__WHAT TO DO__
Convert every line of the data below into a JSON list of strings, one string per line, leaving out any blank lines.
++++ RECORD EXCERPTS
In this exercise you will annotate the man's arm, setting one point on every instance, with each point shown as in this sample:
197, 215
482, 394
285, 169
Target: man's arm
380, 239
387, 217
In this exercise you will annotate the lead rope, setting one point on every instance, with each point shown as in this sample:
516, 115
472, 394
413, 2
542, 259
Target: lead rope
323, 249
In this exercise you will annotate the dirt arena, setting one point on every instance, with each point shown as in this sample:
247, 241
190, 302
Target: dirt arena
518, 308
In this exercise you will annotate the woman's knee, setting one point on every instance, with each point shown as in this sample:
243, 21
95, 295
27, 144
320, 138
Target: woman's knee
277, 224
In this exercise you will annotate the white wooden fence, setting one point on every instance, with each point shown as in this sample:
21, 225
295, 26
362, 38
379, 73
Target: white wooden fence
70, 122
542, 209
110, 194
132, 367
++++++++
__PROBLEM SOLUTION__
[
  "In this exercise you will annotate the man's arm, setting one point on every instance, with each point shown as in this sample:",
  "197, 215",
  "482, 394",
  "285, 169",
  "Target: man's arm",
  "380, 239",
  "387, 217",
  "In this exercise you will annotate the lead rope, setting one point on every instance, with each point shown as in this sample:",
  "516, 115",
  "472, 394",
  "413, 2",
  "542, 259",
  "Target: lead rope",
  "323, 249",
  "In this exercise you will annotate the dirt arena, setting one point on every instance, with each point shown as in this sample:",
  "247, 241",
  "190, 302",
  "Target: dirt arena",
  "518, 308",
  "In this exercise you will annotate the woman's knee, setting one point on every instance, with each point shown as in this sample:",
  "243, 21",
  "95, 295",
  "27, 144",
  "320, 138",
  "Target: woman's knee",
  "277, 224",
  "In this exercise you will annotate the white wooden fence, setting one point on every instance, with each point shown as in this sample:",
  "21, 225",
  "295, 26",
  "362, 38",
  "379, 73",
  "Target: white wooden fence",
  "70, 122",
  "542, 209",
  "110, 194",
  "132, 367"
]